### SHORT TASK
Copy word for word the part of the entries below that opens with the line containing "like [713, 465]." and closes with the line containing "[1238, 238]", keeping both of those lines.

[Point annotation dataset entries]
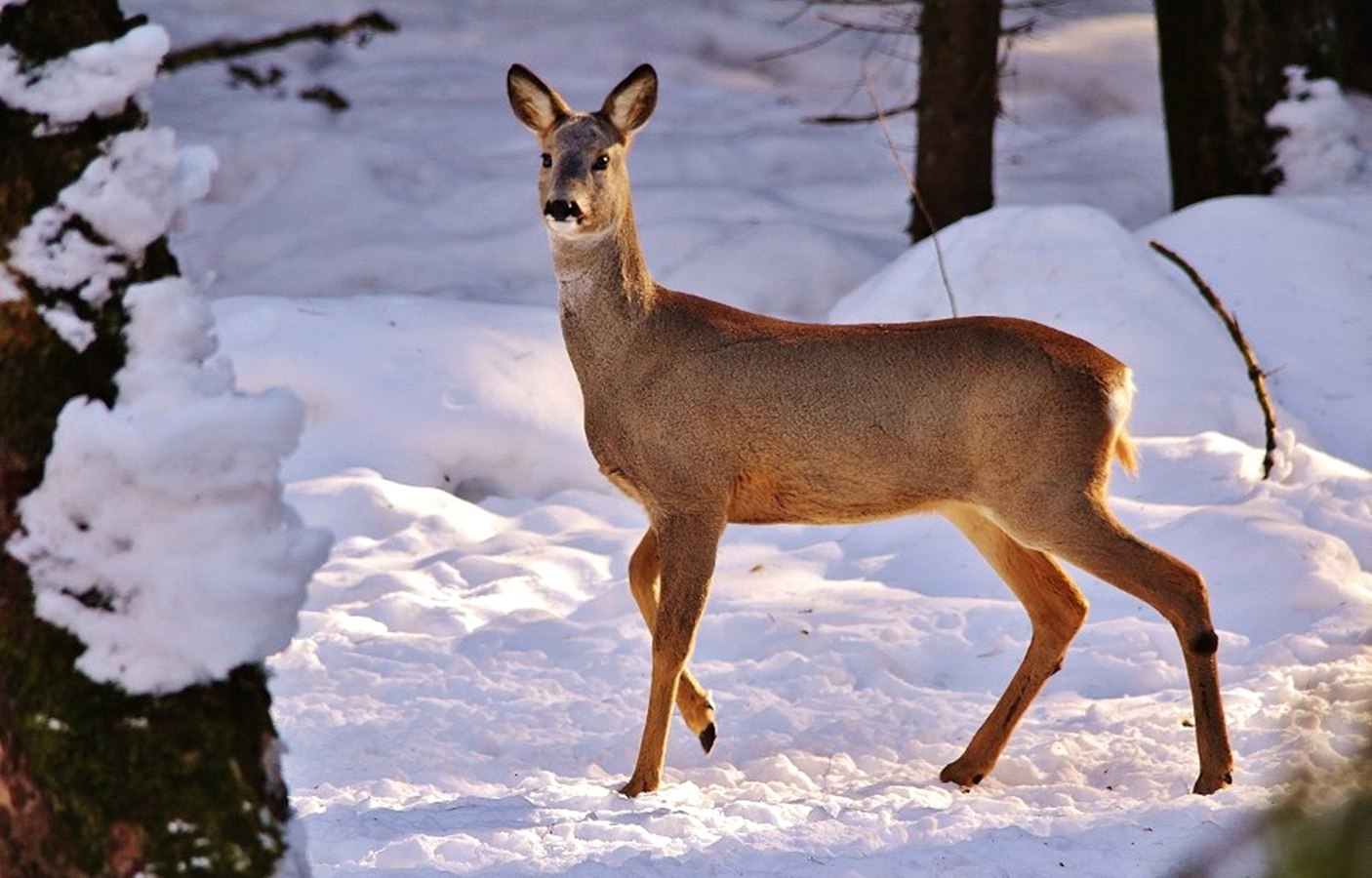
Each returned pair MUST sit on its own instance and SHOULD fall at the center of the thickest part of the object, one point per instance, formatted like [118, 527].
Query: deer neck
[604, 291]
[604, 274]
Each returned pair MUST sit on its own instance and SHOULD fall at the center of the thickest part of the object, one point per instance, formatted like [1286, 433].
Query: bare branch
[865, 117]
[914, 192]
[365, 26]
[803, 47]
[1256, 374]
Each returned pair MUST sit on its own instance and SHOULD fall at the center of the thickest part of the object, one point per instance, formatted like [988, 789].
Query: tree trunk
[1223, 66]
[95, 780]
[1354, 41]
[956, 113]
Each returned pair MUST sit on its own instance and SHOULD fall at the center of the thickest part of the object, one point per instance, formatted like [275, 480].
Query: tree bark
[956, 113]
[95, 780]
[1223, 66]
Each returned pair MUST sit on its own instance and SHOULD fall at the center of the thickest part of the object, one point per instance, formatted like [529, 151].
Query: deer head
[584, 182]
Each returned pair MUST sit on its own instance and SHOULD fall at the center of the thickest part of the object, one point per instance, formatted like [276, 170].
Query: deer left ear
[632, 100]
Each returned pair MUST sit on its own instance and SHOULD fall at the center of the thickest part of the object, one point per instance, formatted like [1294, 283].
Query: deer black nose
[561, 209]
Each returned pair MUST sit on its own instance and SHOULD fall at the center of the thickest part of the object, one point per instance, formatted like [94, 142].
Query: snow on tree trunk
[139, 497]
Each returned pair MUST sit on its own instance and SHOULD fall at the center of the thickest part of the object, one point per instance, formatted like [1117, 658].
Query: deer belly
[769, 496]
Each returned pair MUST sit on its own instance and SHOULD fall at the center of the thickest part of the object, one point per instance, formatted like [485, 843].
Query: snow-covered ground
[466, 686]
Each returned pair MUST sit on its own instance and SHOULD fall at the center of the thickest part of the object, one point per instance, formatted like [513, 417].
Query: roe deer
[708, 415]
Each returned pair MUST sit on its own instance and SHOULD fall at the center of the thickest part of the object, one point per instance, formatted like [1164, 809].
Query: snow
[95, 80]
[158, 536]
[129, 196]
[1320, 151]
[466, 686]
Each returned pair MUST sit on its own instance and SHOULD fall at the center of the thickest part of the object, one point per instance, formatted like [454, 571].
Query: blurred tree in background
[1223, 66]
[95, 780]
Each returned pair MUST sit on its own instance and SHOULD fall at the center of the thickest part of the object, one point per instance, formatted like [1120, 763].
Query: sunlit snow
[466, 688]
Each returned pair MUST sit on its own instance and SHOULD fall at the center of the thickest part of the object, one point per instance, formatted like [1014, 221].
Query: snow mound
[94, 80]
[1318, 154]
[158, 534]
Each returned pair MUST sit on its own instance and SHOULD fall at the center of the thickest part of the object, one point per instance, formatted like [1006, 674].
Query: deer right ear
[534, 103]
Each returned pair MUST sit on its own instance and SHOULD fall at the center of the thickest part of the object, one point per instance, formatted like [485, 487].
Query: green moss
[182, 769]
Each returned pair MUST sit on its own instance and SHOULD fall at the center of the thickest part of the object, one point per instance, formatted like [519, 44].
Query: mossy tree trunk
[956, 113]
[1223, 66]
[95, 780]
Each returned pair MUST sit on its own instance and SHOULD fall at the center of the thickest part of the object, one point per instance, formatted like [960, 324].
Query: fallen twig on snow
[364, 26]
[1256, 374]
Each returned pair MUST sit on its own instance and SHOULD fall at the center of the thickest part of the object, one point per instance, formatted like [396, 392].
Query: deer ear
[534, 103]
[632, 100]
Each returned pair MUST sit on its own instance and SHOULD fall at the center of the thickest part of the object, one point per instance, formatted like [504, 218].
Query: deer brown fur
[708, 415]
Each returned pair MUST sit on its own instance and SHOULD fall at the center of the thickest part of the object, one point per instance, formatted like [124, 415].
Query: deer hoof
[1206, 785]
[637, 786]
[706, 738]
[962, 777]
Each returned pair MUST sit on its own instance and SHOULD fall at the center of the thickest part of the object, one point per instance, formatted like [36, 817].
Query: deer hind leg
[1090, 537]
[688, 546]
[644, 580]
[1057, 611]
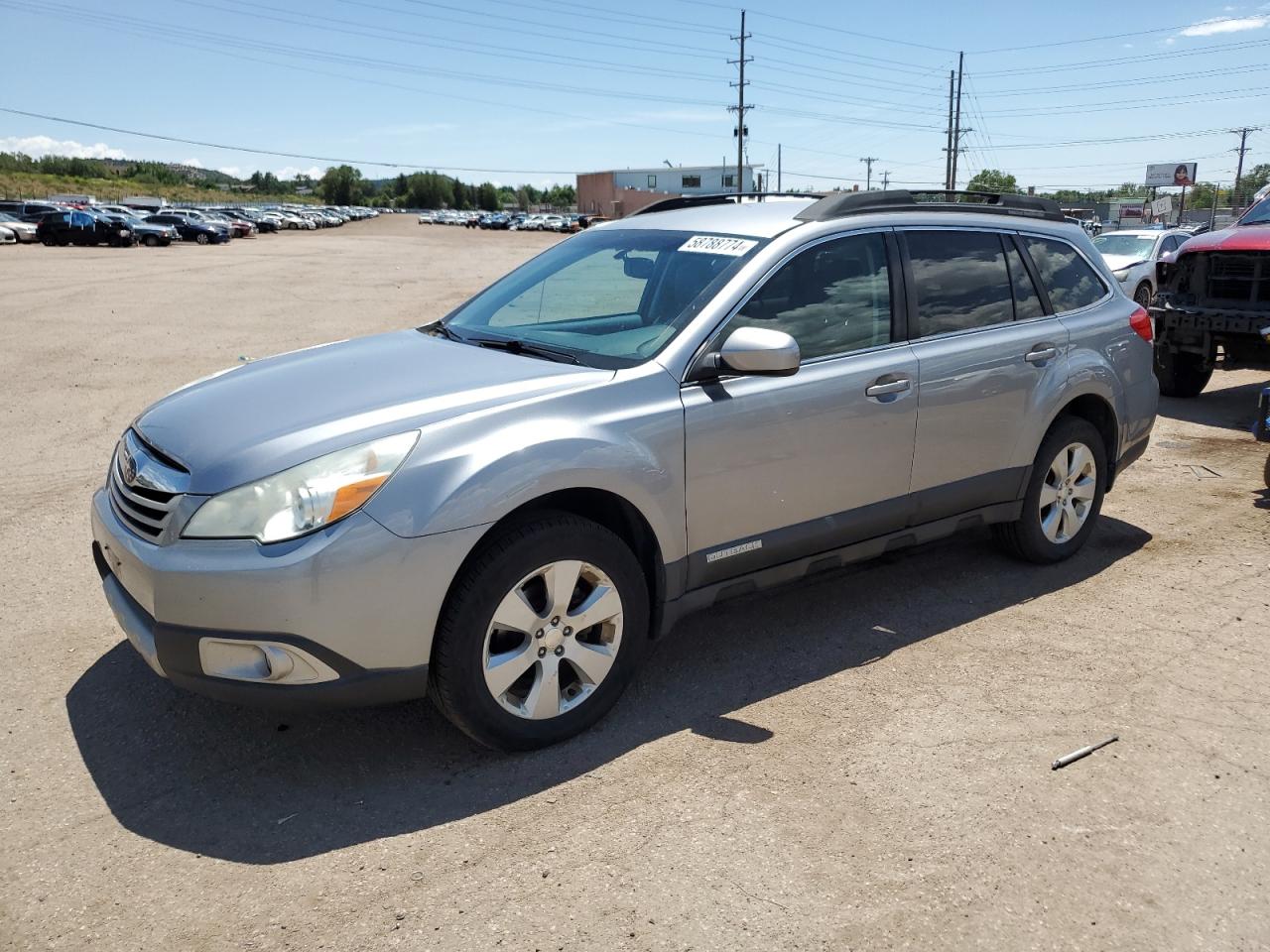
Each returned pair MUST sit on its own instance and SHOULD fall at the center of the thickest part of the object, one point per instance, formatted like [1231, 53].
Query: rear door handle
[883, 386]
[1040, 353]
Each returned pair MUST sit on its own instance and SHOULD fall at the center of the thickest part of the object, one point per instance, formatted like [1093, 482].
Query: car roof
[766, 218]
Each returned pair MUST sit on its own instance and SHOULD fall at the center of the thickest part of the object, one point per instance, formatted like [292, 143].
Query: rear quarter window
[1071, 281]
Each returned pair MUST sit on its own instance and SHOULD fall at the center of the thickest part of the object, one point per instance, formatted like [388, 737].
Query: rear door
[989, 353]
[783, 467]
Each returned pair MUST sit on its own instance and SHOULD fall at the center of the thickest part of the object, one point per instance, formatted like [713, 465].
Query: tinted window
[832, 298]
[960, 281]
[1069, 278]
[1026, 299]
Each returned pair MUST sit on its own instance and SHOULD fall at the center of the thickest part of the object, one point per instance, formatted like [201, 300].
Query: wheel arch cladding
[602, 507]
[1100, 413]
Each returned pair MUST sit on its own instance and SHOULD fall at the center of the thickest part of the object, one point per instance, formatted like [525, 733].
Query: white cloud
[1224, 24]
[37, 146]
[290, 172]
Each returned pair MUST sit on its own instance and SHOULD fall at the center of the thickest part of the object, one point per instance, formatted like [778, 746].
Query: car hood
[1118, 262]
[263, 416]
[1238, 238]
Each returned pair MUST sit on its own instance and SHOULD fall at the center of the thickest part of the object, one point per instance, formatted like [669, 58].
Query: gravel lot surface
[861, 762]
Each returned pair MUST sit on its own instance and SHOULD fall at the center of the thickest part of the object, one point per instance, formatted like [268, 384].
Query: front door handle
[1040, 353]
[888, 385]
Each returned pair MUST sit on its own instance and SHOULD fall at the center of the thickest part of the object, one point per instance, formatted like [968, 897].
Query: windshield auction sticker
[716, 245]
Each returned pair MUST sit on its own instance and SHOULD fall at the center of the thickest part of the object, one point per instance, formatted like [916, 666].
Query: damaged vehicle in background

### SOLUTION FOR THIS PROBLEM
Each returned pair MUST sit on its own instance and SHOULD fall at the center of the thickest part of the object, one point per instance, formatted like [713, 465].
Query: tinted window
[832, 298]
[960, 281]
[1069, 278]
[1026, 299]
Each returned pair MUST sit on its own instance and SHOULD fall at the center of the thickest part of the object, one point per instance, formatted like [201, 300].
Query: wheel arch cladding
[602, 507]
[1100, 413]
Each returned pair MUST sit on its own instance and SHOULD fall at the center of the thickest part of the object, one point per instance, formatted like [525, 733].
Query: white cloud
[1224, 24]
[37, 146]
[290, 172]
Each returned pair MUST sit on its own instance and SHOULD fall at the center of the thickest part of the object, one point per instance, formatted like [778, 746].
Query: car hood
[1118, 262]
[263, 416]
[1238, 238]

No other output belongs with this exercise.